WRITTEN TASK:
Turn every one of the rows below into a JSON list of strings with one string per line, skipping blank lines and leaving out the pictures.

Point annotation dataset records
* Start *
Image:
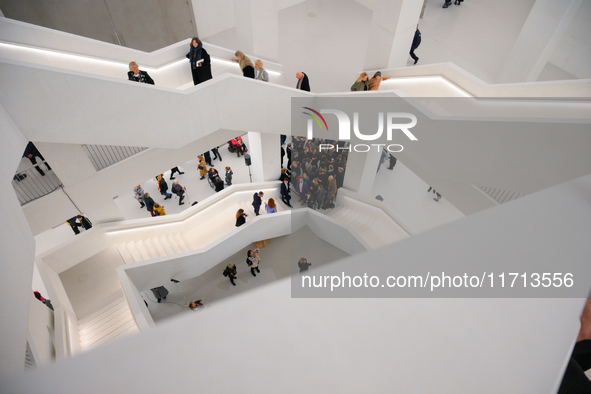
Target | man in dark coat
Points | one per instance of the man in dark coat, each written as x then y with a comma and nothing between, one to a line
340,176
160,292
79,221
285,197
207,158
149,201
138,76
303,83
219,184
415,44
200,62
32,153
179,191
257,201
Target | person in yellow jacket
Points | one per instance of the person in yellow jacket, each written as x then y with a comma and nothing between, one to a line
160,209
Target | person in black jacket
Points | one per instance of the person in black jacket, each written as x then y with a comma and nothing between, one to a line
179,191
257,201
285,197
240,217
303,83
415,44
138,76
149,201
163,187
200,61
230,272
79,221
32,153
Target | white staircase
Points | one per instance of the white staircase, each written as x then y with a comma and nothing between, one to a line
151,248
376,233
113,321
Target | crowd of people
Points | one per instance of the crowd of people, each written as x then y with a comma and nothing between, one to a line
205,172
315,176
200,63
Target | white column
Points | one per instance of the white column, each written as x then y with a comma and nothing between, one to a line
265,153
392,30
541,33
255,150
361,171
257,28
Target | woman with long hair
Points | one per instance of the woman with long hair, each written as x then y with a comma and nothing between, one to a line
200,61
240,217
361,84
245,64
270,206
253,261
376,80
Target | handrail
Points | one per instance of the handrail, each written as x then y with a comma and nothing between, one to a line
569,89
146,274
33,36
30,185
380,206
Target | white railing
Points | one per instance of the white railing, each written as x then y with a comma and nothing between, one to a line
34,182
144,275
103,156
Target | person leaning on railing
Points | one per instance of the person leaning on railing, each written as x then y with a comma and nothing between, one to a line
138,76
260,73
200,61
245,64
361,84
32,153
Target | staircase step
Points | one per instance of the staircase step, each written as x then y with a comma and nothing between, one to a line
114,332
117,298
101,314
137,257
158,246
122,248
150,248
173,244
181,242
105,325
166,245
141,247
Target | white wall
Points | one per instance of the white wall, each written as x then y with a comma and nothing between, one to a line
17,251
40,324
573,53
325,339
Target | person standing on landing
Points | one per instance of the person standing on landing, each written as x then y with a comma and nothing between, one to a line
138,76
200,61
179,191
260,73
376,80
257,201
361,84
231,272
253,261
303,82
245,64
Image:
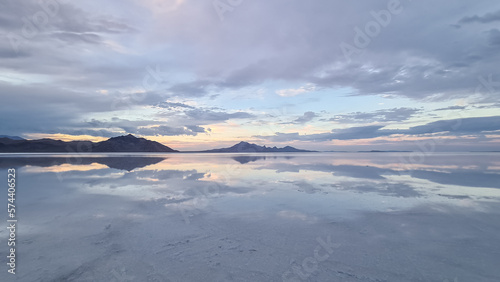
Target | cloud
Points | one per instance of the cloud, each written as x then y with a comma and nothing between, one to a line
171,131
486,18
307,117
212,116
456,127
294,92
387,115
171,105
452,108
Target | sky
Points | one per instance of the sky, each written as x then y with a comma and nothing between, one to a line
322,75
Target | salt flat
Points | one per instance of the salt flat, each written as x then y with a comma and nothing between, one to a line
256,217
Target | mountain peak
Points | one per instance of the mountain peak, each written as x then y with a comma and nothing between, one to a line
245,147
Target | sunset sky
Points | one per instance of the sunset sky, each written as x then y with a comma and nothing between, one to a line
324,75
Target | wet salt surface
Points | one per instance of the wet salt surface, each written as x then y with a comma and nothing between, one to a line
256,217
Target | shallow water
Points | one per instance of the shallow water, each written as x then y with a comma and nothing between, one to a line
255,217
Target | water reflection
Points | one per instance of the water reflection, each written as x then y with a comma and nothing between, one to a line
228,210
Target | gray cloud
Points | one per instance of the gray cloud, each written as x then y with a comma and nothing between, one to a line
456,127
212,116
171,105
486,18
451,108
171,131
396,114
306,117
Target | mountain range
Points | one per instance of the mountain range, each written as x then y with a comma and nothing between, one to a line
127,143
245,147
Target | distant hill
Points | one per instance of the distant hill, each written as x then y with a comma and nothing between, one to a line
* End *
THE ANSWER:
[
  "Image:",
  "Target | man in dark coat",
  "Points | one per instance of the man in dark coat, each written as x then y with a comma and nothing between, one to a line",
  "340,176",
  "160,292",
  "79,221",
  "285,197",
  "207,158",
  "149,201",
  "138,76",
  "303,83",
  "219,184",
  "415,44",
  "200,62",
  "32,153",
  "179,191",
  "257,201",
  "Target | person in yellow jacket",
  "Points | one per instance of the person in yellow jacket, each written as x then y with a comma and nothing between, one to a line",
  "160,209",
  "Target | person in black jacket",
  "Points | one per instance of the person in black jacket, each written as x then y with a comma and nothing between, one to a line",
  "179,191",
  "257,201",
  "285,197",
  "240,217",
  "303,83",
  "415,44",
  "138,76",
  "149,201",
  "163,187",
  "200,61",
  "230,272",
  "79,221",
  "32,153",
  "Target | white staircase",
  "Points | one per instance of the white staircase, each written as x then y with a comma and nothing between, one to a line",
  "151,248",
  "376,233",
  "113,321",
  "Target | crowd of people",
  "Points | one per instance of the crowd of people, each written as x then y with a comma and nothing between, one to a line",
  "205,172",
  "315,176",
  "200,63",
  "Target | white column",
  "Points | one per instance of the white column, each written as x then y with a comma and nothing between, one to a line",
  "265,153",
  "392,30",
  "541,33",
  "255,150",
  "361,171",
  "257,28",
  "Target | woman with long hair",
  "Points | one per instance of the woman with long hair, each written as x then y with a comma and nothing between, one to a line",
  "200,61",
  "240,217",
  "361,84",
  "245,64",
  "270,206",
  "253,261",
  "376,80",
  "Target | handrail",
  "Points | one per instance of the handrail, each written as x then y with a comma and nothing between, one to a line",
  "569,89",
  "146,274",
  "33,36",
  "30,185",
  "380,206",
  "Target | white railing",
  "Points | one per instance of the white railing, each written as x then y with a comma and nothing between, one to a line",
  "34,182",
  "144,275",
  "103,156",
  "Target | person leaning on railing",
  "Points | one per instance of the person leaning on railing, each written as x then y with a comma and nothing between, one to a line",
  "138,76",
  "260,73",
  "200,61",
  "245,64",
  "361,84",
  "32,153",
  "Target | staircase step",
  "Points | one per instance of the staircase step, each written as x then y with a comma and nothing between, one to a line",
  "114,332",
  "117,298",
  "101,314",
  "137,257",
  "158,246",
  "122,248",
  "150,248",
  "173,244",
  "181,242",
  "105,325",
  "166,245",
  "141,247",
  "Target | white wall",
  "Points | one per instance of the white wall, each written as x then y with a comma and nothing between, one to a line",
  "17,251",
  "40,324",
  "573,53",
  "325,339",
  "Target | person standing on landing",
  "Points | one per instance of the person standing on landing, each written as x then y with a comma and nothing between, one to a line",
  "138,76",
  "200,61",
  "179,191",
  "260,73",
  "376,80",
  "257,201",
  "361,84",
  "231,272",
  "253,261",
  "303,82",
  "245,64",
  "Image:",
  "Target | cloud",
  "Points | one per instance of the cloud, each written as x then y with a comma and nothing between, one to a line",
  "171,131",
  "486,18",
  "307,117",
  "212,116",
  "456,127",
  "294,92",
  "387,115",
  "171,105",
  "452,108",
  "Target | sky",
  "Points | one per instance of the sky, each written as x then y with a comma and nothing between, one to a line",
  "322,75",
  "Target | salt flat",
  "Points | one per instance of the salt flat, each written as x then y with a comma and nothing between, one to a line",
  "256,217",
  "Target | mountain peak",
  "Points | one per instance of the mountain peak, each written as x then y with a comma and nothing between, one to a line",
  "245,147",
  "Target | sunset sky",
  "Points | one per instance of the sunset sky, each written as x then y with a comma and nothing between, one to a line",
  "324,75",
  "Target | wet salt surface",
  "Points | one per instance of the wet salt surface, each written as x then y with a comma and nothing between, one to a line",
  "256,217",
  "Target | shallow water",
  "Points | one per instance of the shallow water, each written as x then y with a comma and nothing between, one to a line",
  "255,217",
  "Target | water reflection",
  "Points | one per instance of the water reflection, each written as x then y with a comma and nothing between, one to a line",
  "228,210",
  "Target | gray cloud",
  "Points | one per instance of the gray cloud, each written as x then y with a comma and nothing between, one to a line",
  "456,127",
  "212,116",
  "171,105",
  "486,18",
  "451,108",
  "171,131",
  "396,114",
  "306,117",
  "Target | mountain range",
  "Points | one per instance of the mountain range, each written as x then y with a comma and nothing between, one to a line",
  "127,143",
  "245,147",
  "Target | distant hill",
  "Points | one per instance of the distant hill, each written as x then y with a comma and nothing between, one to a line"
]